* Supplied text *
######

Just wanted to re-assure you I had 2 kittens I was told were 8 weeks old however from the way they acted and their size and by another cat lover we think they were only around 6 weeks old too. 

they have not learnt how to retract their claws and will fight for food as they are used to competing amongst their brothers and sisters for food.. it took mine about 3 weeks to realise they will be fed equally and no longer try to eat what i am eating! the claws proably took the same time! 

I wonder if anyone else has any other tips..mine are half siamese so have some traits as in talking to each other and constantly needing attention.. When we go to bed they play fight with each other on the bed anything they can find to play with keeping us awake.. if we close the bedroom door they scratch at the door and cry which I hate doing but need sleep! they have their own bed but only sleep on it in one place which is the front room if i am in there with them!


----------



## Themis

He's still a tiny baby really at 6 weeks old. That's very young to be away from his mum and littermates. He probably want's to be on your lap all the time for comfort.

I got my 2 kittens when they were 11 weeks old and they are now almost 14 weeks old, which is quite a bit older than your kitten and they still want to play all day. That's just what kittens do. They are still learning and exploring their environment. I do think that having 2 kittens has made my experience a lot easier and more pleasurable though since they do all of their playing together and don't need me to entertain them as much. Is it at all possible that you could get another kitten to keep him company?


----------



## westwales22

Ive recently got a kitten and she is now 9weeks old. She behaves exactly the same and its because she is still young. I use teh word "no" with her in a different voice tone and she has started to take note that what she is doing is wrong. 6weeks is too young to be away from the litter they arent meant to be taken from their mum till they are 8weeks and fully weened. 

My kitten cried the first nite because she was on her own but because we have guinea pigs in the same room as her in a cage she has not cried since as she knows she is not on her own in the room. 

It just takes time with training. She claws and chews our fingers but we have taken it as just her way of playing and gettin attention from us as we are at work during the day.


----------



## dharma66

westwales22 said:


> 6 weeks is too young to be away from the litter they arent meant to be taken from their mum till they are 8 weeks and fully weened.

######

* Stored data *
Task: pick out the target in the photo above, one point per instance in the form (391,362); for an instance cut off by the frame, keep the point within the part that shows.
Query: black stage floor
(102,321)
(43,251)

######

* Stated problem *
In the thread about young kittens, how long did it take the first poster's kittens to realize they would be fed equally?

* Exercise result *
About 3 weeks.